--- Start of RECORDS SHOWN ---

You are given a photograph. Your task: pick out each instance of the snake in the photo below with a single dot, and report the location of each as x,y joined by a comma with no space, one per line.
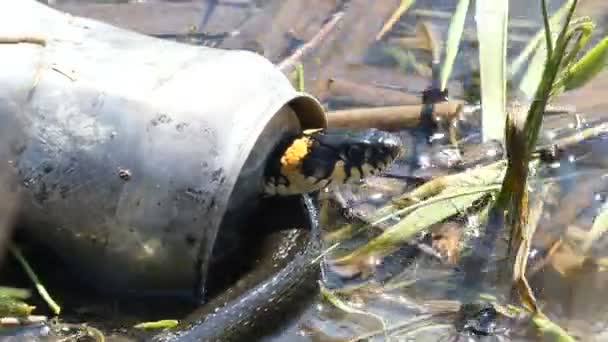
298,168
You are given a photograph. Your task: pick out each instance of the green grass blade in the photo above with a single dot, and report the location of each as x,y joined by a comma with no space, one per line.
531,79
599,227
492,21
521,59
591,64
453,42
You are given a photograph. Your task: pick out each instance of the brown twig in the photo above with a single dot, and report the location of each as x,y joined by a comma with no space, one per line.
289,63
368,94
394,18
391,117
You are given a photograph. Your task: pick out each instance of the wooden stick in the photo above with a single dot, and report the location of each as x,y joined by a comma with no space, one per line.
290,62
391,117
369,94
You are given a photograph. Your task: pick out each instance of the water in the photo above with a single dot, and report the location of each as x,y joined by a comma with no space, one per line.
417,289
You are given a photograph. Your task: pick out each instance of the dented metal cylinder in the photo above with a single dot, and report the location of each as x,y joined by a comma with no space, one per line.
134,148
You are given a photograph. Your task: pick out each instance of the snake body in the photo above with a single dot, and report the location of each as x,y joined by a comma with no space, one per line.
300,165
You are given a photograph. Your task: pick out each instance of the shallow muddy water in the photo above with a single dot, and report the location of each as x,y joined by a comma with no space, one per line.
415,291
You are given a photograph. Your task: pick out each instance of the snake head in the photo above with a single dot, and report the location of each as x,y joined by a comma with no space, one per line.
318,158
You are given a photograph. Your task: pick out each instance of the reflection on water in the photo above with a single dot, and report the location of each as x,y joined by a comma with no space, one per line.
415,290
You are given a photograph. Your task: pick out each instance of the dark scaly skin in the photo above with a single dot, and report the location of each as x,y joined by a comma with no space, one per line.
264,295
273,293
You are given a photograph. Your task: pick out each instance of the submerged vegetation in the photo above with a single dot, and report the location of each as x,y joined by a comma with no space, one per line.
485,221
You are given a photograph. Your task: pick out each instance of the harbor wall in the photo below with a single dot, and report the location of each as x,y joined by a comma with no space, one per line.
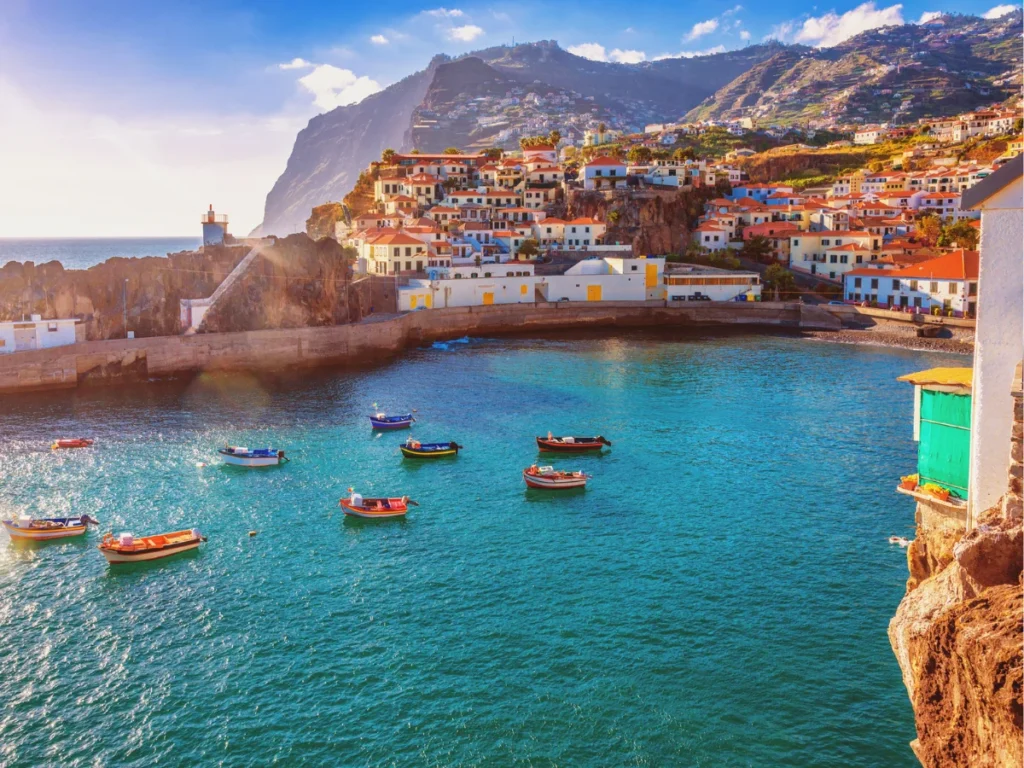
123,360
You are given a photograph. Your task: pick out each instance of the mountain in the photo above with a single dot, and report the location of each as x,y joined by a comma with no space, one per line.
487,98
951,65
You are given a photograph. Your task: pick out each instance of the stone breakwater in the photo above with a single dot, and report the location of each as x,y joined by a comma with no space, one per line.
273,350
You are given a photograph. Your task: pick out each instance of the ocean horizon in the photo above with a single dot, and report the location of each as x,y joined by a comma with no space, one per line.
81,253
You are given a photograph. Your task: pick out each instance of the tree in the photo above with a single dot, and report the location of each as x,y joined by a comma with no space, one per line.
758,249
779,281
961,235
529,248
639,155
928,229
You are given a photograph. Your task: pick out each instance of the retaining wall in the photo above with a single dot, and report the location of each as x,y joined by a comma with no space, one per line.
139,359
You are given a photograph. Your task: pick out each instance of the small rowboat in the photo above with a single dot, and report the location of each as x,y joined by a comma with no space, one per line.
39,529
128,549
549,478
243,457
376,509
67,442
383,421
416,450
571,444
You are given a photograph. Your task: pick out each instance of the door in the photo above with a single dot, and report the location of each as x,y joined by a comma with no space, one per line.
651,275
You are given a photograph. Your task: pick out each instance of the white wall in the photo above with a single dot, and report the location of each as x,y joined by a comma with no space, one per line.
998,345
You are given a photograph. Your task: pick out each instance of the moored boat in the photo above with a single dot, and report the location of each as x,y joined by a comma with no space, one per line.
375,509
126,548
243,457
549,478
416,450
69,442
383,421
44,528
571,444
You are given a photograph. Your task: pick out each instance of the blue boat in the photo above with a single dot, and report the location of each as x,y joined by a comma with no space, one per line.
383,421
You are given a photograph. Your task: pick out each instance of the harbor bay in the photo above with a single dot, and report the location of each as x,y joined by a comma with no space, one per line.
718,595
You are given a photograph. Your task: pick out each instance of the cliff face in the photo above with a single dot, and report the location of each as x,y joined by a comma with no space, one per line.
96,295
957,632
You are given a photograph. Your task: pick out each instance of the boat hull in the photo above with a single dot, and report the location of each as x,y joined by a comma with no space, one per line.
250,461
554,483
114,557
556,446
42,535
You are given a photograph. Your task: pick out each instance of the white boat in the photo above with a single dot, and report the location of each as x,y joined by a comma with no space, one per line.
243,457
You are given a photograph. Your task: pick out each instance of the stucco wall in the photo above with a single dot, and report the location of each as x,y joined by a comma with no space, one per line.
998,344
138,359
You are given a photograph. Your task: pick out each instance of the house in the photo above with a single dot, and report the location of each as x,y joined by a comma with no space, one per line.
35,333
998,332
944,285
603,173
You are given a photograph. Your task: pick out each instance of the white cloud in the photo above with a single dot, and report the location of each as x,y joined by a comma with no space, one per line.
333,86
627,56
593,51
998,11
691,53
295,64
444,13
833,29
702,28
465,34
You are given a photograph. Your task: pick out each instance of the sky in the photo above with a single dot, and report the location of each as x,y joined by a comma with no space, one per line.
128,119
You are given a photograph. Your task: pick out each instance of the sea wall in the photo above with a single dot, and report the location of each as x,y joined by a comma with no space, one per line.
139,359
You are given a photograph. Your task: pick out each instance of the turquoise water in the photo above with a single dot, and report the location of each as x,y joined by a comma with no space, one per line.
719,595
81,253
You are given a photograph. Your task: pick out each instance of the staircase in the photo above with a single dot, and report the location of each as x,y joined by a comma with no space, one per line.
194,310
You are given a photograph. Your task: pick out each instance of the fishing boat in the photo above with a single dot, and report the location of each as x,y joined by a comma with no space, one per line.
550,478
376,509
69,442
43,528
416,450
571,444
243,457
383,421
126,548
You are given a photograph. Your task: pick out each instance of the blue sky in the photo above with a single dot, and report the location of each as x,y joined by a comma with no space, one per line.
130,117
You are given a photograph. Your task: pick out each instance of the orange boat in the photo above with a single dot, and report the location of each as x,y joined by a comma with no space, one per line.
376,509
125,548
65,442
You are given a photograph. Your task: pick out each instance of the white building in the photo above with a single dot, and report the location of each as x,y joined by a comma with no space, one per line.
606,280
38,334
997,346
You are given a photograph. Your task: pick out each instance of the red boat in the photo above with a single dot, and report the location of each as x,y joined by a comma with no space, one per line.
72,442
571,444
549,478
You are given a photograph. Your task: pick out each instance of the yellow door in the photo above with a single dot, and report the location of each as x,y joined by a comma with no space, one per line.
651,275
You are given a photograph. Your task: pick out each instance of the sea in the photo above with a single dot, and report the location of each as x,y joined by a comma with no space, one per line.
717,596
81,253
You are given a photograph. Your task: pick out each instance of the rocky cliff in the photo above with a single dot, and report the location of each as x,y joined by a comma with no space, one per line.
957,632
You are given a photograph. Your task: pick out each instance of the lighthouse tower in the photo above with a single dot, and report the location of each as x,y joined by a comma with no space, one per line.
214,228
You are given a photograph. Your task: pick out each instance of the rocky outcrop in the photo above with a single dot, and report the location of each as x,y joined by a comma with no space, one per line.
957,633
154,290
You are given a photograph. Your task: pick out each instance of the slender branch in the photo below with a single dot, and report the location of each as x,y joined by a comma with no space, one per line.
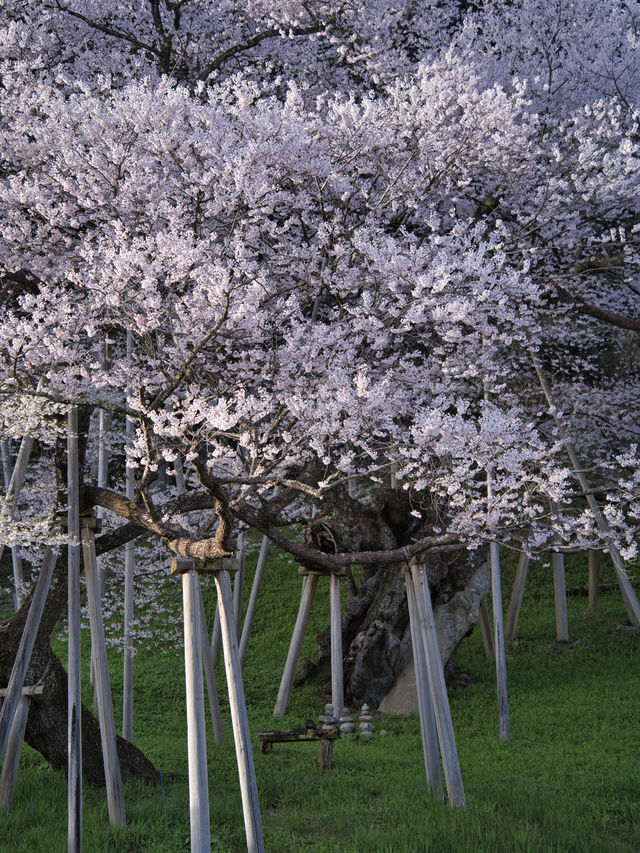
254,41
110,31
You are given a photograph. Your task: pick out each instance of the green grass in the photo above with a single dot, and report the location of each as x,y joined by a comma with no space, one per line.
568,780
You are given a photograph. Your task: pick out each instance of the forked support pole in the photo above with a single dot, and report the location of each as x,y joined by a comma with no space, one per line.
337,677
209,672
239,719
196,733
25,648
423,690
516,598
253,598
74,699
438,688
560,597
309,584
499,644
113,779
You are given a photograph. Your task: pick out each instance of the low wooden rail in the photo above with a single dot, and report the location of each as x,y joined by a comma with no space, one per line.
324,737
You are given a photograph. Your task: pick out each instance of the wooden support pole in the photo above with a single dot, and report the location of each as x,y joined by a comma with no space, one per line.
74,700
485,629
560,597
253,598
438,687
209,672
12,755
112,777
337,676
13,484
239,719
129,572
309,585
18,726
425,705
499,644
196,733
516,598
216,637
238,581
629,596
127,674
25,648
594,580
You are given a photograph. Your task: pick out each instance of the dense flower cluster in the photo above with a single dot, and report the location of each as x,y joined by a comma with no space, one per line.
335,245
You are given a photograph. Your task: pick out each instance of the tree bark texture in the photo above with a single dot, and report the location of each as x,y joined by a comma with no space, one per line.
46,728
375,620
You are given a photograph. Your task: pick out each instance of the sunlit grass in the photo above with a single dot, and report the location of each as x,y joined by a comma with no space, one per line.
568,779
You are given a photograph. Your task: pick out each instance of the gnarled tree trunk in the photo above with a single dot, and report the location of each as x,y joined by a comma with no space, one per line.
375,624
46,728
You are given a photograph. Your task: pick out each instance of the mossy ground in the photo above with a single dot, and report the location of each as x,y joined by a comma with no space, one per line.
568,779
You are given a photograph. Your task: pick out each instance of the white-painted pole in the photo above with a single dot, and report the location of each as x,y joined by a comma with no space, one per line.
207,657
309,585
129,572
196,732
516,598
74,707
239,719
253,598
425,705
560,597
209,671
629,596
499,644
25,648
485,629
594,580
13,482
112,777
440,700
16,734
12,757
238,581
337,676
216,637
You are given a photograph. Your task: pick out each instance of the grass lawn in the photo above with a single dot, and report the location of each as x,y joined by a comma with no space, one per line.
568,780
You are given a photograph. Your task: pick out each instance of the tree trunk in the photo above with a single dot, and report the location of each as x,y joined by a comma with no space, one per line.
47,722
375,623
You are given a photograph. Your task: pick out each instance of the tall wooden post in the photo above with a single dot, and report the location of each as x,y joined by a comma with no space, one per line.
516,598
129,572
209,671
12,757
16,734
25,648
440,700
485,629
425,705
112,777
253,598
309,584
238,581
239,719
594,580
498,634
560,597
629,596
74,717
337,677
196,733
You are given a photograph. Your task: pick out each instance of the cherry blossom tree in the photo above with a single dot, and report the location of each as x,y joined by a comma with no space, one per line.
337,235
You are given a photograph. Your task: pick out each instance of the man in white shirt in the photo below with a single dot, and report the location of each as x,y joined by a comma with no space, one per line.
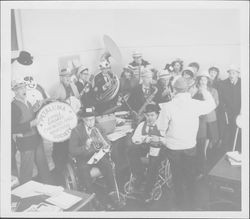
178,122
147,141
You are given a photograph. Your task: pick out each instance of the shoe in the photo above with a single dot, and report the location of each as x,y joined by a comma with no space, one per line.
137,187
147,197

--- End of RECORDS SHOWN ---

» WHAT THE TASK ASKS: Starting with the line containing "man in white" and going on through the end of the records, write the lines again with "single dot" changed to "single point" and nothing else altered. Leave the pictures out of your answer.

» THE COMPLETED TASK:
You are given a photograph. Your task: pick out each instance of the man in white shirt in the photo below with a single point, and report the location of each as x,y joined by a comma with no space, one per line.
178,122
147,141
You are given a photograph. Your task: pick out each instance of the shoe in the photo above with a single point, and report the location of each as x,y joined by a comma with no space, one per line.
137,187
147,197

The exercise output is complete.